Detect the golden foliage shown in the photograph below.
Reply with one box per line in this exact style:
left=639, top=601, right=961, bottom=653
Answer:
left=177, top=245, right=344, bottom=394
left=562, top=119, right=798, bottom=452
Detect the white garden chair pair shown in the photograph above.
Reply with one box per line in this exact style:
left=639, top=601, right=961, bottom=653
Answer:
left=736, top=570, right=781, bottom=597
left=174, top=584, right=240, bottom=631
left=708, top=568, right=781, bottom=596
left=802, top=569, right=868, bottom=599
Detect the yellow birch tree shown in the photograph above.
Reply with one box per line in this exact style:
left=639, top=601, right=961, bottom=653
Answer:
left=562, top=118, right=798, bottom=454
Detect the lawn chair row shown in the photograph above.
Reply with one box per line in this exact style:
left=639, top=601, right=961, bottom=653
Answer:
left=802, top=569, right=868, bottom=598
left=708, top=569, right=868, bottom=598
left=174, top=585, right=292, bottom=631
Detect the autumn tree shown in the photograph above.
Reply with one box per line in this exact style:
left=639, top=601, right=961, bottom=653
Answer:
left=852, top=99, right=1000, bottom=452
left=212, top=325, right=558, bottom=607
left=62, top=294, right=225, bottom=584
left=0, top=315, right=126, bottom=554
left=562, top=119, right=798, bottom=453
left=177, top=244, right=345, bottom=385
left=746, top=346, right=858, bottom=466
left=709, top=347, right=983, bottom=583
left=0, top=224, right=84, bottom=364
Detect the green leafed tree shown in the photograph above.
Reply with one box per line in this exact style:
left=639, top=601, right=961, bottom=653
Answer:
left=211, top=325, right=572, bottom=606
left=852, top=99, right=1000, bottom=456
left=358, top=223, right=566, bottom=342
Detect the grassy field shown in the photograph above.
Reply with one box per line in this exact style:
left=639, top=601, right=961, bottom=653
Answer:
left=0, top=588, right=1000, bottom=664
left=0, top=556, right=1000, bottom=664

::::::::::

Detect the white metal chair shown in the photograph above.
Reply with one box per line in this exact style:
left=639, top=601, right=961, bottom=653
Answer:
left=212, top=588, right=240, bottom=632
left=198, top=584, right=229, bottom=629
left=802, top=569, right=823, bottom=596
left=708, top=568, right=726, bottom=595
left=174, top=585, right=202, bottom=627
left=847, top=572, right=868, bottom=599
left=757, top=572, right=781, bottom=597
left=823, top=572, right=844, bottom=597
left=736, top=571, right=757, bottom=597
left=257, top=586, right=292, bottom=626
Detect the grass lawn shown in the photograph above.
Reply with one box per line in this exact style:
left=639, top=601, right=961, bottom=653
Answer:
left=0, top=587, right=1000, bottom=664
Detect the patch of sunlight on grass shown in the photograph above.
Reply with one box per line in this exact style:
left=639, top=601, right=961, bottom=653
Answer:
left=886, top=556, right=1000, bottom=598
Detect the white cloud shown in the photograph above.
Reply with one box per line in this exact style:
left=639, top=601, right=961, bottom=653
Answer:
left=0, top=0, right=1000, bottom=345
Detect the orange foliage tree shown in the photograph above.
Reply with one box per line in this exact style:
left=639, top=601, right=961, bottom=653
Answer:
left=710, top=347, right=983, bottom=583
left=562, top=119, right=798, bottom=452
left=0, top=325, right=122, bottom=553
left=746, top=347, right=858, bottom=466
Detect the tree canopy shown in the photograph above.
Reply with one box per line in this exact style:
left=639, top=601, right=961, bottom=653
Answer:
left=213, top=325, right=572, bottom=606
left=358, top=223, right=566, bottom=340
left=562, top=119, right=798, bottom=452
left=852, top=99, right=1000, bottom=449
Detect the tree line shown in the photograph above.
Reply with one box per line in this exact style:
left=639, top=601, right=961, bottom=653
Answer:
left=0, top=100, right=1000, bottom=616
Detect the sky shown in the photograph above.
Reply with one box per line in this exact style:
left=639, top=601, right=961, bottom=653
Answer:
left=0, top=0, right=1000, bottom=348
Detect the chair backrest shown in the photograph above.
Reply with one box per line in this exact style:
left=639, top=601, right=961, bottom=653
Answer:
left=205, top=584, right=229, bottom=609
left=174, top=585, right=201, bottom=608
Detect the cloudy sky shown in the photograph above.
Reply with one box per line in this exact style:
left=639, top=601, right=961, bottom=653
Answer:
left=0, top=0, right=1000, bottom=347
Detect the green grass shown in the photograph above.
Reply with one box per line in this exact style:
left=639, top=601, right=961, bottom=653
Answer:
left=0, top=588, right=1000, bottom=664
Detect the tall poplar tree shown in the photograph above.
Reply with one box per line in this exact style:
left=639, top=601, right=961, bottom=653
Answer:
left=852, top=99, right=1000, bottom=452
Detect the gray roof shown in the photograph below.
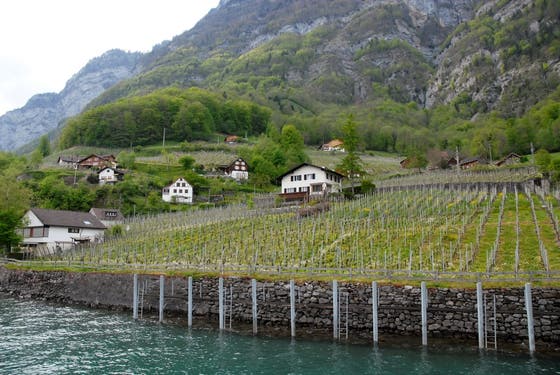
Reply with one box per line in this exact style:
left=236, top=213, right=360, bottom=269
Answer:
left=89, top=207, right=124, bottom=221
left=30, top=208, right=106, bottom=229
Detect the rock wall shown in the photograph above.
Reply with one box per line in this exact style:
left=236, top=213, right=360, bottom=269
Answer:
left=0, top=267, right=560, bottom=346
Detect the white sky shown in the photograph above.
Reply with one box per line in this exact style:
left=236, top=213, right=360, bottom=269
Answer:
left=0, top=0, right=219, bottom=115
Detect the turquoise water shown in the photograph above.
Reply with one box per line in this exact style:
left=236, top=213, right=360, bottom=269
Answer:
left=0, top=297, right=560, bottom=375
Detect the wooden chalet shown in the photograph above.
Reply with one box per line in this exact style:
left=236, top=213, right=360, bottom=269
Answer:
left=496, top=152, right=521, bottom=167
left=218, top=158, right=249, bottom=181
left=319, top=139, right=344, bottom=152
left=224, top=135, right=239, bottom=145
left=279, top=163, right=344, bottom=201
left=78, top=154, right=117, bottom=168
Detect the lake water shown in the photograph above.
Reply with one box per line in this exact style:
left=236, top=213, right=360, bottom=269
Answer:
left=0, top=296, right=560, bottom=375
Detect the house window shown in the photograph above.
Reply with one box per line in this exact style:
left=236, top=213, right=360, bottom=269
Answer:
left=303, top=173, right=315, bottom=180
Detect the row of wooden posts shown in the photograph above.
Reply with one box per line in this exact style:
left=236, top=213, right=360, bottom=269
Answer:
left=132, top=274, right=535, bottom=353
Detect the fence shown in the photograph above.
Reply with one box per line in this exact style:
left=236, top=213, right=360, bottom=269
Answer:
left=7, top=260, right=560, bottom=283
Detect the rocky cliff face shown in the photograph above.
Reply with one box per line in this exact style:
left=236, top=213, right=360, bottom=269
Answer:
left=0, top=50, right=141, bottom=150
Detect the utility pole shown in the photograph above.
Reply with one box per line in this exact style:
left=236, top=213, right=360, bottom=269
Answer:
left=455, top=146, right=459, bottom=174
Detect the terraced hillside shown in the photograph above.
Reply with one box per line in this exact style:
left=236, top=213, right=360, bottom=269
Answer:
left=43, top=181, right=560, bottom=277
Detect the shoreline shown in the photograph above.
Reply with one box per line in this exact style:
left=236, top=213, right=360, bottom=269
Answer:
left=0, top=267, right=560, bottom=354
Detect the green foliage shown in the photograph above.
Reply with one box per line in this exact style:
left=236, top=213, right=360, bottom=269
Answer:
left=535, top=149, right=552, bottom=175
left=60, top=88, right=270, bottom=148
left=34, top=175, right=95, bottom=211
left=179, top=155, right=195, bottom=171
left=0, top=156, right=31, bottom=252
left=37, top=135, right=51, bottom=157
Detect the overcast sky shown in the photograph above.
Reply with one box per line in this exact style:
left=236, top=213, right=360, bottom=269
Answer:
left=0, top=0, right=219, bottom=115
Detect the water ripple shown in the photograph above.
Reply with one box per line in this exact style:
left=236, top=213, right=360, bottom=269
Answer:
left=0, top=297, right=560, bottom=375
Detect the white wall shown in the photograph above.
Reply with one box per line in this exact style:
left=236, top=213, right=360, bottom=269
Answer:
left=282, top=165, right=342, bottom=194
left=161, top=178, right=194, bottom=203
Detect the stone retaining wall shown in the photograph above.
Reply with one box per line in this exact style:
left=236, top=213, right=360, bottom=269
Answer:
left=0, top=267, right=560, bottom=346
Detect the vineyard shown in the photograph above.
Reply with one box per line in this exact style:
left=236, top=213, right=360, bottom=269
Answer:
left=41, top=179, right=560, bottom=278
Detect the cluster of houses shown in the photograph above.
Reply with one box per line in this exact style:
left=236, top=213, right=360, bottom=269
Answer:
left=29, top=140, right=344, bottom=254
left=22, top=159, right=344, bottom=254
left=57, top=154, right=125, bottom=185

::::::::::

◆ What to do
Report each line of the material above that contains the string "below". Treat the match as case-sensitive.

◆ Completed task
Detect the golden foliage shown in the photograph below.
Detect the gray roof shown in the photograph below.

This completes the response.